» **Record excerpts**
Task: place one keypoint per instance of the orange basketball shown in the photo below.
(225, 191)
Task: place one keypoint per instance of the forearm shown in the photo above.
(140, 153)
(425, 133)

» **Brief**
Start from the line that holds "Task: place one keypoint per instance of the forearm" and print each line to the end of the records exactly, leaving out everything before it.

» **Answer for this exercise**
Task: place one keypoint per instance of the forearm shown in the photo above.
(140, 153)
(425, 133)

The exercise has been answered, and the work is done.